» **Supplied text**:
NRL athletes play more than 20 regular season matches during their six-month season, with 5-10 days between matches.

Original study

Eggers, T., Cross, R., Norris, D., Wilmot, L., & Lovell, R. (2022). Impact of Microcycle Structures on Physical and Technical Outcomes During Professional Rugby League Training and Matches. International Journal of Sports Physiology and Performance1(aop), 1-6.

Click here for abstract

Objective

With professional sporting competitions looking to eke out as much value from sporting teams as possible by having them play long seasons or twice-weekly matches, the ability to plan microcycles from match to match is more important than ever. One example is the Australian National Rugby League competition (NRL), where 24 regular season matches are played over six months, with 5-10 days between matches.

As always, there is more than one way to skin a cat with some teams preferring to rest matchday (MD) +2 and start training MD +3 while others prefer to start training on MD +2.

Currently, no research has examined the impact of these different microcycle structures on technical match performance and physical load during field sessions. Therefore, this study aimed to identify how different microcycle structures affected on-field physical training load and physical and technical performance during matches.

» **Prompt 1**: In the rugby league microcycle text, on which day do teams that begin training on MD +3 rest?
» **Prompt 2**: Could you shorten the paragraph of the rugby league microcycle text that begins "With professional sporting competitions" while keeping its main facts?
» **Prompt 3**: Would you resume the rugby league microcycle text after its last sentence?

» **Given information**:
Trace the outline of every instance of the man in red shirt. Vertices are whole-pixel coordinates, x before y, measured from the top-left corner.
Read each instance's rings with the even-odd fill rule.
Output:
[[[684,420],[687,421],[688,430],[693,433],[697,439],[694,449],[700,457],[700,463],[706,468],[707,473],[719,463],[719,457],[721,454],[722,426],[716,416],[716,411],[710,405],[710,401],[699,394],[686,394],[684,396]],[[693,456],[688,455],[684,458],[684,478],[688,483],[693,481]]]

» **Expected answer 1**: MD +2.

» **Expected answer 2**: Because competitions want maximum value from teams through long seasons or twice-weekly matches, planning microcycles between matches matters more than ever. The Australian National Rugby League (NRL), for example, plays 24 regular season matches over six months, with 5-10 days between matches.

» **Expected answer 3**:
What They Did

Thirty-four professional rugby league athletes (age = 26 ± 4 yr) from the NRL were followed for the 26 week in-season.

For the first half of the season, the first skills session of the week was performed on MD +2 with the main field session on MD -3. This was labelled the early microcycle (MCearly). For the second half of the season, the first skills session was performed on MD +3, allowing for an extra day of recovery. The main field session was performed on MD -2. This was labelled the delay microcycle (MCdelay).

Physical output was measured using Catapult GPS during training and matches. Playerload per minute (PL.min-1), Playerload below 2 m.s-1 per minute (PLslow.min-1), metres per minute (m.min-1), high speed running >4.0 m.s per minute (HSR.min-1), and high-speed running >5.5 m.s per minute (Sprint.min-1) were the variables assessed.

For technical statistics, metres gained and frequency of runs with the ball, tackles missed, and tackles made were analysed from match footage.

What They Found

  • All physical measures during the first skills session increased in MCdelay compared to MCearly. Physical output was maintained during the main field session on MD -2 even with the increased physical output in the previous day’s skills session. 
  • No difference in technical match performance was seen between microcycle structures.
  • Interestingly, HSR.min-1 increased while PLslow.min-1 decreased in matches during MCdelay compared to MCearly.
  • Practical Takeaways

  • The 7-day microcycle is a hotly debated topic with many options. I’ll list them below:
  • Option 1
    MD +2 (Easy skills day)
    MD +3 (Volume/contact technical session)
    MD -3 (Off)
    MD -2 (Fast technical session) 
    MD -1 (Potentiation session)
    Option 2
    MD +2 (Easy skills day)
    MD +3 (Off)
    MD -3 (Hard technical session)
    MD -2 (Off) 
    MD -1 (Potentiation session)
    Option 3
    MD +2 (Off)
    MD +3 (Easy technical session)
    MD -3 (Hard technical session)
    MD -2 (Off) 
    MD -1 (Potentiation session)
    Option 4
    MD +2 (Easy technical session)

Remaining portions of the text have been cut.